(Extracted data entries)
::::::::::
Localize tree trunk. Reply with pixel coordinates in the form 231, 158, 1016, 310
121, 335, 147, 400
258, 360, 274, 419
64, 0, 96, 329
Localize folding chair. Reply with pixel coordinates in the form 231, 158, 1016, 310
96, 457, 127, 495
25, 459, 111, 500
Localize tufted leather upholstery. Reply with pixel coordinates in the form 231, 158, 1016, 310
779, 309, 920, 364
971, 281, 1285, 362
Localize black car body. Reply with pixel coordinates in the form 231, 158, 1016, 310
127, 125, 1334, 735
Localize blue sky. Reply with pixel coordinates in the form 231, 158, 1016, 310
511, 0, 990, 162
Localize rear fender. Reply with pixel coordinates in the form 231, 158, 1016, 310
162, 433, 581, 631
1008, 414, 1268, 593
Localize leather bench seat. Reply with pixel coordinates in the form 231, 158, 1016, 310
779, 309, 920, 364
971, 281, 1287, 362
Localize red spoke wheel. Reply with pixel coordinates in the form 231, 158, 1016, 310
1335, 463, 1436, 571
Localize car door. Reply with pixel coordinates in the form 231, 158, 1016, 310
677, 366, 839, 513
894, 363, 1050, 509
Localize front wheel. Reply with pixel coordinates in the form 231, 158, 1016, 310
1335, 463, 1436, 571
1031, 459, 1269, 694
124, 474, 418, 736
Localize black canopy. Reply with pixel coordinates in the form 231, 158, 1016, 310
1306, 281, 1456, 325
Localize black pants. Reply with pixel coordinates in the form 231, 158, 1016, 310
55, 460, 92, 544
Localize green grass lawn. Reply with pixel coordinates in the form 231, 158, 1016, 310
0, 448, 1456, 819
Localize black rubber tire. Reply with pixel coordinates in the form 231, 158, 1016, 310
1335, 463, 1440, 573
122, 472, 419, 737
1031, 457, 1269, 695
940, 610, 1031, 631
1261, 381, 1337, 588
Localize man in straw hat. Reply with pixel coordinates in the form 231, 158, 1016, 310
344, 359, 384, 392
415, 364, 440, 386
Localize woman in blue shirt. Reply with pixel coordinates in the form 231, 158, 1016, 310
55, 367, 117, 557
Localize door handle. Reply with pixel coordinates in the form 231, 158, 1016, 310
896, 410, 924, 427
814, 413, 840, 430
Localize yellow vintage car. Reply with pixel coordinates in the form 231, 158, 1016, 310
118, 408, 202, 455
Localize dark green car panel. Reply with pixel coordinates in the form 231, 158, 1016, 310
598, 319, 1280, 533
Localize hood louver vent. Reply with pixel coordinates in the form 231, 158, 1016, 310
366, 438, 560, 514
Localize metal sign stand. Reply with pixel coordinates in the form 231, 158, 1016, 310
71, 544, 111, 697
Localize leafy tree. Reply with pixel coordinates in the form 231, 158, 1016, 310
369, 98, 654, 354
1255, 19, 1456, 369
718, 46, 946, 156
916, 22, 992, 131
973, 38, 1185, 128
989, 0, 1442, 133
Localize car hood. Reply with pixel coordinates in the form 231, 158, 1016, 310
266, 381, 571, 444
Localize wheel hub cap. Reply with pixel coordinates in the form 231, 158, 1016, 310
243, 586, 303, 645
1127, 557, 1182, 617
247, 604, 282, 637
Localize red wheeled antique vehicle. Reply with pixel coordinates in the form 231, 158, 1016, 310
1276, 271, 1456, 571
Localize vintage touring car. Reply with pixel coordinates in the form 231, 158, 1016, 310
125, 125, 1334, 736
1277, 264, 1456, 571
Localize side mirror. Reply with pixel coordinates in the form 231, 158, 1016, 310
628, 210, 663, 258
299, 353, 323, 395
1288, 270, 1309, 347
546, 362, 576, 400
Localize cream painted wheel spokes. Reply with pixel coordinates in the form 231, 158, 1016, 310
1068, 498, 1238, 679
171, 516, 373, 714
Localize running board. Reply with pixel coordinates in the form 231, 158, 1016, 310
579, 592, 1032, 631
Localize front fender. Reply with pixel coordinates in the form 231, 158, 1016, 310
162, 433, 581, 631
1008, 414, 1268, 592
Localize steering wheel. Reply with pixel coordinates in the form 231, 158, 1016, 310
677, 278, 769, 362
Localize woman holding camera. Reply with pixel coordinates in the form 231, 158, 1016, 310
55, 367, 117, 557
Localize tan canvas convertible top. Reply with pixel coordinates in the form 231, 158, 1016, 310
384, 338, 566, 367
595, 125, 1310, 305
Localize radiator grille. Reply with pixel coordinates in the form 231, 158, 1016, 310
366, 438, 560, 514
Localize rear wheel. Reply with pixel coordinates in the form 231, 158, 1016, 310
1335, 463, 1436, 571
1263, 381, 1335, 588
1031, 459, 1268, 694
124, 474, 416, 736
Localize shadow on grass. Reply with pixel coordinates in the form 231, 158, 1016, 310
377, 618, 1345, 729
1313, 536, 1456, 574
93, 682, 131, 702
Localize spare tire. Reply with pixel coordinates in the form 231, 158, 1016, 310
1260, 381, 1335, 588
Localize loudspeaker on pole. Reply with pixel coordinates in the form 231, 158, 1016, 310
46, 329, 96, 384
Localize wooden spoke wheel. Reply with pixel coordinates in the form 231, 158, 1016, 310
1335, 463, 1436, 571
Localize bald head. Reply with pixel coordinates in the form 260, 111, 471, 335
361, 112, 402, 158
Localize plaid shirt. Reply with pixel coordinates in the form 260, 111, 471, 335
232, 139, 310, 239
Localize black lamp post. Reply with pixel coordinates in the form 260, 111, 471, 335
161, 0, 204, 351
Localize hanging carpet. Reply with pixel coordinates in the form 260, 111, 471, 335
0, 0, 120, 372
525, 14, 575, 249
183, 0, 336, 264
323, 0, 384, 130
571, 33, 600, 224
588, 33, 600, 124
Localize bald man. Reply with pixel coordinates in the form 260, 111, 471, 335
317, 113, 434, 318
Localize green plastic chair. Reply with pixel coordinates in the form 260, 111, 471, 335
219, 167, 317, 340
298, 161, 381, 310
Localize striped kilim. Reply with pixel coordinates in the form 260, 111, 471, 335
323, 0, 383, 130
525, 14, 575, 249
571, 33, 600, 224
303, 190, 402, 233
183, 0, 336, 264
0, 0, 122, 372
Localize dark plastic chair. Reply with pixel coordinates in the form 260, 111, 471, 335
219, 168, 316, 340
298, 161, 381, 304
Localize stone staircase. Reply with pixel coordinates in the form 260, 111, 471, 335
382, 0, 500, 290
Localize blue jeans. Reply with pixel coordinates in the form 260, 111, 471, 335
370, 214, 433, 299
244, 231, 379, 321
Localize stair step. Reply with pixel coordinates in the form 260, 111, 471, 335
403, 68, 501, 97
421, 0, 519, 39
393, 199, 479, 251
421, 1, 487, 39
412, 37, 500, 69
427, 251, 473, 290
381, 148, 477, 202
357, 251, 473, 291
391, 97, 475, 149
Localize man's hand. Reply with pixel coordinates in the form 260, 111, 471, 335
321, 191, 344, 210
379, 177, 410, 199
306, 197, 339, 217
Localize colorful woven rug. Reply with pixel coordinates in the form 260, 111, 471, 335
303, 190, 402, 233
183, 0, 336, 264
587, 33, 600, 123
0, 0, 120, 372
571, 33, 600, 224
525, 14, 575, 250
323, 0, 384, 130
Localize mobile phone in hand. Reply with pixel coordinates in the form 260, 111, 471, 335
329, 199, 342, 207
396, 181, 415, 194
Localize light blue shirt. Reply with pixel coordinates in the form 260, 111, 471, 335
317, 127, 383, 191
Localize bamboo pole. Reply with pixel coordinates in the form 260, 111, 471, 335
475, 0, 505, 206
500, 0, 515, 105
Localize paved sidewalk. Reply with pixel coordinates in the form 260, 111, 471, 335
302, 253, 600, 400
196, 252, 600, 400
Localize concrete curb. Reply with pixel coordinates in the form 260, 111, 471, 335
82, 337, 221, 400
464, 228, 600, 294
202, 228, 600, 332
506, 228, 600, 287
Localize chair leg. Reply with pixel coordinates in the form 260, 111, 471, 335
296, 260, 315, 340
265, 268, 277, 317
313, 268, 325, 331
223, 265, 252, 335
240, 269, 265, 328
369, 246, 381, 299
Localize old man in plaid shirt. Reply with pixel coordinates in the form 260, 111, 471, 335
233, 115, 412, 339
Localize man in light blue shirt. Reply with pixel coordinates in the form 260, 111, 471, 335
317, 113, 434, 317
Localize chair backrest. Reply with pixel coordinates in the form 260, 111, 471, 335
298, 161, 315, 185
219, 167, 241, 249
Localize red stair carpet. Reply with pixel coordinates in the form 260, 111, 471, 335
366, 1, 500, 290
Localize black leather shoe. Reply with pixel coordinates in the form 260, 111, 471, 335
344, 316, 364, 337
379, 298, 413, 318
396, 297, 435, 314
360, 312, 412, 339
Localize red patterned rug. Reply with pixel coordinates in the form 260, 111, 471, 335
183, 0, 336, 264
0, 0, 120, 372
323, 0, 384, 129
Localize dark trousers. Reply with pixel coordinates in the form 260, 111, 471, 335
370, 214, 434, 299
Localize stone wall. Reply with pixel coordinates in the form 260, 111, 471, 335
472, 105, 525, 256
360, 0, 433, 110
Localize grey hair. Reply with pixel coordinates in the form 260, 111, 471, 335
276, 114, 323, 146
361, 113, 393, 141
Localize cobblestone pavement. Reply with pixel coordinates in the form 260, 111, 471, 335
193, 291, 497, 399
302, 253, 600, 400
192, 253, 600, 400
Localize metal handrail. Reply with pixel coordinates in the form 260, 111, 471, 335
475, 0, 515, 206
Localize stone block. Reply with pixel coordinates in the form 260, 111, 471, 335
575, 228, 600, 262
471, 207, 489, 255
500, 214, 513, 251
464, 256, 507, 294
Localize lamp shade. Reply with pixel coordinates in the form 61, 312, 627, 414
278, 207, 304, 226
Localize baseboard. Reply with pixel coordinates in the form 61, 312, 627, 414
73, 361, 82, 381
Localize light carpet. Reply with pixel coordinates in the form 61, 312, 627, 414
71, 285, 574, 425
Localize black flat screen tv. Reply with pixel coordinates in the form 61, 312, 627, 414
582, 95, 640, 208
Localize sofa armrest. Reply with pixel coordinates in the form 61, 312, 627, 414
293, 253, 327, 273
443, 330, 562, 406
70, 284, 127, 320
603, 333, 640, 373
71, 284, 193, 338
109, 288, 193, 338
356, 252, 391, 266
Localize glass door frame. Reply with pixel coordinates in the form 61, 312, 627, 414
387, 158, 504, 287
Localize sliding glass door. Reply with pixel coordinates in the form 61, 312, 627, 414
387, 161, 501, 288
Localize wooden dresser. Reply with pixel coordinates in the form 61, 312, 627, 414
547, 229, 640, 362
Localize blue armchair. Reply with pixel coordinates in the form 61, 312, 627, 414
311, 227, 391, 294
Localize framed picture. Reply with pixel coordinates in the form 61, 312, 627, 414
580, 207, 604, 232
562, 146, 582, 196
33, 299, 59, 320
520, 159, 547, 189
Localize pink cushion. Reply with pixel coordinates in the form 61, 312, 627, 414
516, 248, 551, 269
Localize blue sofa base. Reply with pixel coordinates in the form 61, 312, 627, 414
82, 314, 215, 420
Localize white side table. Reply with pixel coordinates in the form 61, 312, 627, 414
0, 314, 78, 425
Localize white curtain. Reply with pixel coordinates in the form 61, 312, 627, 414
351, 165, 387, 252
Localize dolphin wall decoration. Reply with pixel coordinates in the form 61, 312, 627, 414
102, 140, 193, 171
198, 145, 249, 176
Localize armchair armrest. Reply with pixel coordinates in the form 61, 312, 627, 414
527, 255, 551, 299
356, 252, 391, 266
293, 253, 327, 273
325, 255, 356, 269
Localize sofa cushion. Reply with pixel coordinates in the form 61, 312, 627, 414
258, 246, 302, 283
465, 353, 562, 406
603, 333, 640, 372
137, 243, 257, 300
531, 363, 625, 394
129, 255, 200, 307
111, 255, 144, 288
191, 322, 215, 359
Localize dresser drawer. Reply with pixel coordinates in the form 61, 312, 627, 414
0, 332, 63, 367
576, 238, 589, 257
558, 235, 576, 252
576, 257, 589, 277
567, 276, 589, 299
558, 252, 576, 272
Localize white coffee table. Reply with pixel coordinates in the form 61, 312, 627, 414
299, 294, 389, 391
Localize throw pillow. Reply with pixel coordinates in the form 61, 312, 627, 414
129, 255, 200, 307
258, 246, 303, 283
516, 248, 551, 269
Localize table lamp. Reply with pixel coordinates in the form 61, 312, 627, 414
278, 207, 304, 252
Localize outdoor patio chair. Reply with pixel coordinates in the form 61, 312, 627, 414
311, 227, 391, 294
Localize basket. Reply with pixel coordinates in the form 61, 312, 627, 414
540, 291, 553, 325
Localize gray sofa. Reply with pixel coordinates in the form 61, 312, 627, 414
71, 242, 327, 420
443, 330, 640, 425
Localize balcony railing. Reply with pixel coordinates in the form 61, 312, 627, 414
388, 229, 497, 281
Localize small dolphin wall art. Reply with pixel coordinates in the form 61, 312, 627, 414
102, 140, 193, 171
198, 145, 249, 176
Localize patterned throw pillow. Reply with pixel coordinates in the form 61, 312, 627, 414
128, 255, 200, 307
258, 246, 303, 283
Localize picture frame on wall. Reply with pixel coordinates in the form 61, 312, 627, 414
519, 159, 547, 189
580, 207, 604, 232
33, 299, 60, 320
::::::::::
Write out every line from the one containing "Localize lamp shade." down to the one containing "582, 95, 640, 208", both included, with no changes.

Localize lamp shade. Reply with pixel coordinates in the form 61, 312, 627, 414
278, 207, 304, 226
Localize baseboard. Reply with pixel coordinates in the form 61, 312, 627, 414
73, 361, 82, 381
Localize light carpet. Reply with pixel coordinates in the form 61, 312, 627, 414
71, 285, 574, 425
Localize black flat screen tv. Reply with pixel coordinates in the form 61, 312, 627, 414
582, 95, 640, 208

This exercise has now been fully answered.